Print the PyTorch lecture overview word for word from "Tap terms for" to "elements or ranges.".

DOCUMENT:
+===+

Tap terms for definitions

01Overview

This lecture teaches two pillars you need before building language models: how to use PyTorch effectively and how to do resource accounting responsibly. PyTorch is a popular deep learning library that works with tensors—multi‑dimensional arrays of numbers—and can run its computations on both CPUs and GPUs. You learn how to create tensors from lists, specify data types (like 32‑bit floats or 64‑bit integers), and build special tensors full of zeros, ones, or random values. You also practice basic math operations (addition, subtraction, multiplication, division) that are element‑wise by default, and you learn how to do matrix multiplication with torch.matmul when shapes line up. Beyond math, you learn how to reshape tensors without changing their underlying data and how to index and slice to pick out elements or ranges.

The lecture’s second half focuses on automatic differentiation (autograd). This is the engine that computes gradients—the slopes that tell you how to adjust your model’s parameters to reduce error—so you can train models. By marking tensors as requires_grad=True, PyTorch builds a computation graph as you do operations. When you compute a loss and call .backward(), PyTorch runs backpropagation, which is just the chain rule from calculus applied repeatedly from the loss back through each operation. The result is that parameter tensors (like weights and biases) get their gradients filled in x.grad, w.grad, etc., and you can update them with a simple rule like param -= learning_rate * param.grad.

+===+

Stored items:
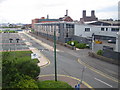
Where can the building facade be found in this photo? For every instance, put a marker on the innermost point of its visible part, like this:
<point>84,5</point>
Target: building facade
<point>64,30</point>
<point>101,32</point>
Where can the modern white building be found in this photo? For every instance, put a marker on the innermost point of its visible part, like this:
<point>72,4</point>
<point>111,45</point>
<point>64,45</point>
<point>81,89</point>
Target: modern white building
<point>102,32</point>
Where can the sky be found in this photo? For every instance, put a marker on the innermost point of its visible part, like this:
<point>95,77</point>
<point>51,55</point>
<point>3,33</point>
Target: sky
<point>23,11</point>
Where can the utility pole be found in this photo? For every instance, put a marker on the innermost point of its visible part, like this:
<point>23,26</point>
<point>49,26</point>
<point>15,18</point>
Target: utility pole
<point>55,53</point>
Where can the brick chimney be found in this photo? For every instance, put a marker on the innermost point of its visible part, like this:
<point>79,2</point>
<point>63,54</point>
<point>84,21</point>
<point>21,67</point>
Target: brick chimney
<point>84,13</point>
<point>93,13</point>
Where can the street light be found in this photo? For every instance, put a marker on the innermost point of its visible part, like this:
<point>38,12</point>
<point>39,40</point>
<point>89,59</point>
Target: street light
<point>82,75</point>
<point>55,54</point>
<point>10,42</point>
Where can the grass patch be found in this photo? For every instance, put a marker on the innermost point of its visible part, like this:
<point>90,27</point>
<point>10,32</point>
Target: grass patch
<point>53,84</point>
<point>19,70</point>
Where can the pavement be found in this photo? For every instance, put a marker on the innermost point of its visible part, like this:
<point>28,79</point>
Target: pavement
<point>44,61</point>
<point>68,79</point>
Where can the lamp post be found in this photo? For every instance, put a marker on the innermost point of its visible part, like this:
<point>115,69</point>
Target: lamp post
<point>17,41</point>
<point>72,43</point>
<point>10,42</point>
<point>55,54</point>
<point>82,75</point>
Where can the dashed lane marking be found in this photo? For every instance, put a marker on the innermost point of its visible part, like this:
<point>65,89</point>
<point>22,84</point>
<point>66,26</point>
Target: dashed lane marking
<point>99,72</point>
<point>103,82</point>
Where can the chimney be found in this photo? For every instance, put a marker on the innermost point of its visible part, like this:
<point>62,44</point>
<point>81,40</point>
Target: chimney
<point>84,13</point>
<point>47,16</point>
<point>92,13</point>
<point>66,13</point>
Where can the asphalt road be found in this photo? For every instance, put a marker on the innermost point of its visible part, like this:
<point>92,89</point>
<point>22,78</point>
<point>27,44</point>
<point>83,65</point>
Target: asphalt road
<point>102,76</point>
<point>71,62</point>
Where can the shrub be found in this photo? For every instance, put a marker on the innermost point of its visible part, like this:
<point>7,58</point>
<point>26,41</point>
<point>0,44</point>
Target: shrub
<point>100,52</point>
<point>16,67</point>
<point>75,42</point>
<point>25,82</point>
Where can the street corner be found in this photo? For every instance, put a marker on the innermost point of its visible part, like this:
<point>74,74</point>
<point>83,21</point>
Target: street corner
<point>68,79</point>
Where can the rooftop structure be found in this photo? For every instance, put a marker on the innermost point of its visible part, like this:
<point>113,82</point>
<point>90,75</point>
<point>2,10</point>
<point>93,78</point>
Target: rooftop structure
<point>88,18</point>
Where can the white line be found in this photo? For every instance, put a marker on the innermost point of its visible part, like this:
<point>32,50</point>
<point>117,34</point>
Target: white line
<point>103,82</point>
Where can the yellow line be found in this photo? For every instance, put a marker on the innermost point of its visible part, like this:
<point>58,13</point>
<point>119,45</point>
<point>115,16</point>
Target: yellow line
<point>99,72</point>
<point>86,84</point>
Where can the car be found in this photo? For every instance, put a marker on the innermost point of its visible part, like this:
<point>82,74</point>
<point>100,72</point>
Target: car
<point>111,41</point>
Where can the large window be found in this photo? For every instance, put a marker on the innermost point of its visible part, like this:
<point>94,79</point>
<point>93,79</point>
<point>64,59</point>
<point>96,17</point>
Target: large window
<point>87,29</point>
<point>115,29</point>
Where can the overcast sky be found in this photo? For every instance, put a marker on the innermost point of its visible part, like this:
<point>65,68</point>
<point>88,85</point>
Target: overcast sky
<point>23,11</point>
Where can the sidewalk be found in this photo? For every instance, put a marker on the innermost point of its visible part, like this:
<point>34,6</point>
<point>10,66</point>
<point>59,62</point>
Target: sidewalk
<point>43,61</point>
<point>68,79</point>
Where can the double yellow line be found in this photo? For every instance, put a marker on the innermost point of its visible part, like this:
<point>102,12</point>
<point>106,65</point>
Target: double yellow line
<point>99,72</point>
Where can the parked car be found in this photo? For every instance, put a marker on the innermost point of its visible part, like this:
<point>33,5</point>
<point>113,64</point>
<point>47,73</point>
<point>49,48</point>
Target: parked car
<point>111,41</point>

+===+

TASK RESULT:
Tap terms for definitions

01Overview

This lecture teaches two pillars you need before building language models: how to use PyTorch effectively and how to do resource accounting responsibly. PyTorch is a popular deep learning library that works with tensors—multi‑dimensional arrays of numbers—and can run its computations on both CPUs and GPUs. You learn how to create tensors from lists, specify data types (like 32‑bit floats or 64‑bit integers), and build special tensors full of zeros, ones, or random values. You also practice basic math operations (addition, subtraction, multiplication, division) that are element‑wise by default, and you learn how to do matrix multiplication with torch.matmul when shapes line up. Beyond math, you learn how to reshape tensors without changing their underlying data and how to index and slice to pick out elements or ranges.